##### LISTING

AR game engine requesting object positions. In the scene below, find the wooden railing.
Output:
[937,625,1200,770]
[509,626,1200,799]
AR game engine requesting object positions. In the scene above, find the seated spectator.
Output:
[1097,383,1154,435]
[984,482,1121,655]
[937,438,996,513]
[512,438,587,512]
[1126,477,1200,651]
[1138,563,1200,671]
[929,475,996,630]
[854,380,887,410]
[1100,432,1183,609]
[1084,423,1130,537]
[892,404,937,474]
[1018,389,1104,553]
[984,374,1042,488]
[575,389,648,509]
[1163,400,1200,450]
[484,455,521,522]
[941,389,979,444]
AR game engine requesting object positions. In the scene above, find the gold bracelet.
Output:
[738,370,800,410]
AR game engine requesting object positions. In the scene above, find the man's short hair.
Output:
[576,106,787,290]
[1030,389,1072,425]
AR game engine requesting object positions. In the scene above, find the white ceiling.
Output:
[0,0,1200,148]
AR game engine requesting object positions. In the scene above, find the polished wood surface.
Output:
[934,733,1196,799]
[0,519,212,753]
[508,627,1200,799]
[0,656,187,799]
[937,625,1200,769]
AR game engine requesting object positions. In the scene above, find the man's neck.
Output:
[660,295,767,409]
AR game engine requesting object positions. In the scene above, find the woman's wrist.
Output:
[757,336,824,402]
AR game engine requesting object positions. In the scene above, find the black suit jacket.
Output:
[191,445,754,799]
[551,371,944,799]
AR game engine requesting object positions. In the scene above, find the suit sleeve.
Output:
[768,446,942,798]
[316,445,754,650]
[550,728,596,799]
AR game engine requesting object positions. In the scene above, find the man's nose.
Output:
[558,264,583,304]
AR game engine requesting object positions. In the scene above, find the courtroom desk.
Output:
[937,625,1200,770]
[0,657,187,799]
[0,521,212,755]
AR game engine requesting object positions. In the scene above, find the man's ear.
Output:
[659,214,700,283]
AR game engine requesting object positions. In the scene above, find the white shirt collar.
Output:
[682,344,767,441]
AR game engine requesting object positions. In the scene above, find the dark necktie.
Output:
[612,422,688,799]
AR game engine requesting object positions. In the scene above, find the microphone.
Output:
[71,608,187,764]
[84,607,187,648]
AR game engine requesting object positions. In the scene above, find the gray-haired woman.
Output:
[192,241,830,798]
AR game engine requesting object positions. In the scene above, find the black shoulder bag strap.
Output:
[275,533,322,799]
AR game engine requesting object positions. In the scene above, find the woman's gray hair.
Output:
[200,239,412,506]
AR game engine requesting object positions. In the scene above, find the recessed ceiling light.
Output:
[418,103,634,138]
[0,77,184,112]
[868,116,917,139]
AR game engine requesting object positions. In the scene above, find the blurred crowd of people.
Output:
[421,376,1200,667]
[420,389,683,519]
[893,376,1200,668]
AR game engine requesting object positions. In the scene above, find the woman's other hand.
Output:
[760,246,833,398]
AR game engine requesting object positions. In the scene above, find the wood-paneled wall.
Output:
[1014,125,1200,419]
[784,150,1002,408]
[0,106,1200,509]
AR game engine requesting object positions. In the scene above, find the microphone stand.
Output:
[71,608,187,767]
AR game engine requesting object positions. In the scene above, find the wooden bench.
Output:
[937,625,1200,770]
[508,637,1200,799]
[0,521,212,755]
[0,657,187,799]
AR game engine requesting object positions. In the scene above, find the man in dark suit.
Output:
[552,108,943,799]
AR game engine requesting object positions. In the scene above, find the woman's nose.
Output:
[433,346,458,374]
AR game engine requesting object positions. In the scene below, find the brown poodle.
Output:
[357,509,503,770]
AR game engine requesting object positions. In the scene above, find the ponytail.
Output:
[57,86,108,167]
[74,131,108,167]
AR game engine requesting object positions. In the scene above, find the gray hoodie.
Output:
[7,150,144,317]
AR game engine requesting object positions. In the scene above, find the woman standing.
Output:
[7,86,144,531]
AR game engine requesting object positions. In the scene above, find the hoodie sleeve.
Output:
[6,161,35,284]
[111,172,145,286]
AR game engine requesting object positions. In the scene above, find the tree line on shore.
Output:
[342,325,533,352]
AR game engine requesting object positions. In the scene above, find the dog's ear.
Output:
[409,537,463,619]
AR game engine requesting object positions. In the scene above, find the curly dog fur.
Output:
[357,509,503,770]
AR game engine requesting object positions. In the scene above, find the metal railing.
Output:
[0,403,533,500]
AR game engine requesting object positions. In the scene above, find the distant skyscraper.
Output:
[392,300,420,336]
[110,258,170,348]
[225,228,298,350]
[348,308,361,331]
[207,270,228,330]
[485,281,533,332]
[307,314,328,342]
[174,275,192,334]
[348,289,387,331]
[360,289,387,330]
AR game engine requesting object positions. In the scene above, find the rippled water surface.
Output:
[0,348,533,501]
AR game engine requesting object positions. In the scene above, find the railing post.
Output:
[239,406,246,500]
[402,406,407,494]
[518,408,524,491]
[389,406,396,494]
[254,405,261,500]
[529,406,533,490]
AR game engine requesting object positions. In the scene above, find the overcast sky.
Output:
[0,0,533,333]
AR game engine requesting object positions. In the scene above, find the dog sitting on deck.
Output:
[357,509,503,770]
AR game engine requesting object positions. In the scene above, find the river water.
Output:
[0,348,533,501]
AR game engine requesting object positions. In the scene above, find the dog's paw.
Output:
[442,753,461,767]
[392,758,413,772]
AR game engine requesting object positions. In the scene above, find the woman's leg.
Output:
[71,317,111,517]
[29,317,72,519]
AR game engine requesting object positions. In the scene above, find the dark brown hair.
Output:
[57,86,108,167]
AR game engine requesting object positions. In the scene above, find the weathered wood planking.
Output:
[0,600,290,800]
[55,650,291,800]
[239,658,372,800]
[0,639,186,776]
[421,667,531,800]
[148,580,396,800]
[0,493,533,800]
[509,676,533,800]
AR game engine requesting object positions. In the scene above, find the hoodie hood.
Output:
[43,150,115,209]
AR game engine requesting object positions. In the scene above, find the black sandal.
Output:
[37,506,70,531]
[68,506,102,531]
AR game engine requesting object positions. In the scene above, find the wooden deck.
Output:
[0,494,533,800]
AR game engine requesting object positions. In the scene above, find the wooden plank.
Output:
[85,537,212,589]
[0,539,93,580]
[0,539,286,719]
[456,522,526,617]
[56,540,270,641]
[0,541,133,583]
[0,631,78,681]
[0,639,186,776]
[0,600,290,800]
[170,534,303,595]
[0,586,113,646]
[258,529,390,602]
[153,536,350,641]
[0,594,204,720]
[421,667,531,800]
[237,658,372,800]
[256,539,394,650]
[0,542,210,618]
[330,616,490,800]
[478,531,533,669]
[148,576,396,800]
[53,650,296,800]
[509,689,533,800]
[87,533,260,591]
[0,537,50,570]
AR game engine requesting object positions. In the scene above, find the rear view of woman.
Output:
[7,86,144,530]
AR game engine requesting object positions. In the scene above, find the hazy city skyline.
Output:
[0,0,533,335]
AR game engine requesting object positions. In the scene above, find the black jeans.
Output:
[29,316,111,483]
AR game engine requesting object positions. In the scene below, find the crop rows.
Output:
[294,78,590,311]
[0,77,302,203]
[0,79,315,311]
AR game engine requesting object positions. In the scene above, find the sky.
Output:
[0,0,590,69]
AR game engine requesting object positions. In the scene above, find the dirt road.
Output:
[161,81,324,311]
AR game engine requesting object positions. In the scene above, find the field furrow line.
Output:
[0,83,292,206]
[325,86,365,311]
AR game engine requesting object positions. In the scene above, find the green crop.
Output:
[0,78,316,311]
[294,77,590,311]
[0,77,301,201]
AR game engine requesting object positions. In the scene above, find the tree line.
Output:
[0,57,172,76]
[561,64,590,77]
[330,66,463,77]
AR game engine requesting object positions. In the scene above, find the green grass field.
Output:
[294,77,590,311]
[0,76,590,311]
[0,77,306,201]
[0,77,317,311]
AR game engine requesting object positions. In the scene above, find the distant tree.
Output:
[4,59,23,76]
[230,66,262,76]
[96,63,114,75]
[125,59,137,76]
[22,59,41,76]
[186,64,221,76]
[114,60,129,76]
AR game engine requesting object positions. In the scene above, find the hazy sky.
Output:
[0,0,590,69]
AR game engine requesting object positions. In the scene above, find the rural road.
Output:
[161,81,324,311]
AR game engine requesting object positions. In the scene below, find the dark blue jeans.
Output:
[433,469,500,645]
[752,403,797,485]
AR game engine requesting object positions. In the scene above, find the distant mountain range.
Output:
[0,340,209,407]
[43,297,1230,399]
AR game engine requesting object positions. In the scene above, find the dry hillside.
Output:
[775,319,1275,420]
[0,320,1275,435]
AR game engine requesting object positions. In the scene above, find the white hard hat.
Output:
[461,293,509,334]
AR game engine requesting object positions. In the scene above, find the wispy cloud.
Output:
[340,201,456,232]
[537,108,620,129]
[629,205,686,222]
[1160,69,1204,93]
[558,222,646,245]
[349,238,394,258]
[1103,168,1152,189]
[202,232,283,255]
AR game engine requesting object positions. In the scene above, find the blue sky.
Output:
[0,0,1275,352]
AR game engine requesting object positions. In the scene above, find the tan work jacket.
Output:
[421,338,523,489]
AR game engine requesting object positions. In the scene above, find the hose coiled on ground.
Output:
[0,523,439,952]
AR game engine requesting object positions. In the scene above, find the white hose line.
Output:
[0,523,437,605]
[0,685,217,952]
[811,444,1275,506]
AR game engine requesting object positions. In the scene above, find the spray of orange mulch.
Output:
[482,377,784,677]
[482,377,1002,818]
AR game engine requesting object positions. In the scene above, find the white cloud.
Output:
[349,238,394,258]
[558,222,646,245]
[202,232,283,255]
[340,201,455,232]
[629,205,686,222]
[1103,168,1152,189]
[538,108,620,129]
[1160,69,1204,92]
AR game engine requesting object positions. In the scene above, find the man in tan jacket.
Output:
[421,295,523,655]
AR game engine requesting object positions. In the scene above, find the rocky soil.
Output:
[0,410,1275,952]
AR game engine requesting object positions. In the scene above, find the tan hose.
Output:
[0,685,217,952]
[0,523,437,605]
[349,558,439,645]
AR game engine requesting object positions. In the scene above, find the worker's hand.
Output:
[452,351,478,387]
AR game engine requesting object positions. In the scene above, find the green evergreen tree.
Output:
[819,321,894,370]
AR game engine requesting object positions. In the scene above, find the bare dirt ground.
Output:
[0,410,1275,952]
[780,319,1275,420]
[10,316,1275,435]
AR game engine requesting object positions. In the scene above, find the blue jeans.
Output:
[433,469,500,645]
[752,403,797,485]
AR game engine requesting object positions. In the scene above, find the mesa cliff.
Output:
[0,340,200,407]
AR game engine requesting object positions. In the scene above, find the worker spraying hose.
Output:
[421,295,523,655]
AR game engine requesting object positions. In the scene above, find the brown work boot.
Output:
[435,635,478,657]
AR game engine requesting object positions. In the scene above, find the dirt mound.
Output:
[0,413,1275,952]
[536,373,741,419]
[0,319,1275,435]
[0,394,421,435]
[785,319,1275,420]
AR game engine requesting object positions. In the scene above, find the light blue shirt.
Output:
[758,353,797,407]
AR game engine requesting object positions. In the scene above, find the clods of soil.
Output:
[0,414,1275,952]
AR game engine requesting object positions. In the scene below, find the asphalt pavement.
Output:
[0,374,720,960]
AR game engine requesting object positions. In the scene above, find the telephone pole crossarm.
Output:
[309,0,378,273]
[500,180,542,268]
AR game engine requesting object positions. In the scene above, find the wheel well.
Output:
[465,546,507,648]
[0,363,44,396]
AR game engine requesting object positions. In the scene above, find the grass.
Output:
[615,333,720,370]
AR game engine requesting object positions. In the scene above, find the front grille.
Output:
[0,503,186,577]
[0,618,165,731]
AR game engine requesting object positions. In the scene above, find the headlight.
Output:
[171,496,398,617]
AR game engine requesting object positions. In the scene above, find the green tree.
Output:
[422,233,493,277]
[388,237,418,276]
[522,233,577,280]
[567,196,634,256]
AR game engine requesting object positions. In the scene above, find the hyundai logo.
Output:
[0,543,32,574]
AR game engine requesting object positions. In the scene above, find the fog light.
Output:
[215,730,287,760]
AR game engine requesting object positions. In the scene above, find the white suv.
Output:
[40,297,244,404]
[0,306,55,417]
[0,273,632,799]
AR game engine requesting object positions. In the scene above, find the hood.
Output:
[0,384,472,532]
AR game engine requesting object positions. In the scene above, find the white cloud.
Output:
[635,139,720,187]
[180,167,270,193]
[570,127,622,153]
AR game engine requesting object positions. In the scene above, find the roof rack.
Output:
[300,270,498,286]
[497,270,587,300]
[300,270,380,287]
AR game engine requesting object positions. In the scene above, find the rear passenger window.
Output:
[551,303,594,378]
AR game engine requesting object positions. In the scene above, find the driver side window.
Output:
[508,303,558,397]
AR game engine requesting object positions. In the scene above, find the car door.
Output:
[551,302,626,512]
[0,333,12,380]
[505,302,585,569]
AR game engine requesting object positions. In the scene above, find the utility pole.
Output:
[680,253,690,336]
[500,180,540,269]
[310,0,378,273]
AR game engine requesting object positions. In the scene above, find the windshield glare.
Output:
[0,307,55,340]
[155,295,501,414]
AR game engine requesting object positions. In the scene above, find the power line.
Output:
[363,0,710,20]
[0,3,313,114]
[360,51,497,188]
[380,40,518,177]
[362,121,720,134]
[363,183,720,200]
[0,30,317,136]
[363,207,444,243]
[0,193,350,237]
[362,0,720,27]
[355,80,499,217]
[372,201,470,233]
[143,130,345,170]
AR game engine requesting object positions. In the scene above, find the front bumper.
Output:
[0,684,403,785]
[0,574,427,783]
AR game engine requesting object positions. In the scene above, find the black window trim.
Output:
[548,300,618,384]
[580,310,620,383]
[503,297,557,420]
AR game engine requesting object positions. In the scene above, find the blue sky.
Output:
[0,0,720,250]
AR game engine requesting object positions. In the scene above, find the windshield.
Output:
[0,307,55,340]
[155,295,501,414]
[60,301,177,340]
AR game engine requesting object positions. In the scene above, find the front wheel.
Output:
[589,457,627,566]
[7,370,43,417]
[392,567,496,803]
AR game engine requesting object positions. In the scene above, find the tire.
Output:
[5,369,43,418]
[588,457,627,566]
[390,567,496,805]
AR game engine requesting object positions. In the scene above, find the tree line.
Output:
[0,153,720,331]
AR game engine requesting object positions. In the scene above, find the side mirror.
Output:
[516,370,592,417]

##########

#### [WHAT IS NEEDED]
Swap "white ceiling" for "pale ceiling" in the records, starting at the line that has "the gold bracelet." and ending after the line that has "[660,295,767,409]". Give only those lines, with nothing else changed.

#### [EXERCISE SOLUTION]
AR game engine requesting object positions. In the scene above, find the gold bracelet.
Output:
[738,370,800,410]
AR game engine requesting object positions. In the scene above, find the man's short hair.
Output:
[576,106,787,290]
[1030,389,1072,425]
AR game engine requesting object positions. In the scene above, find the pale ceiling.
Output:
[0,0,1200,148]
AR game engine requesting object positions. In the scene above, find the polished wood surface.
Output:
[934,733,1196,799]
[0,519,212,753]
[508,627,1200,799]
[0,656,187,799]
[937,625,1200,769]
AR game engine requesting object positions. In the scene above, find the man's neck.
Output:
[660,295,767,409]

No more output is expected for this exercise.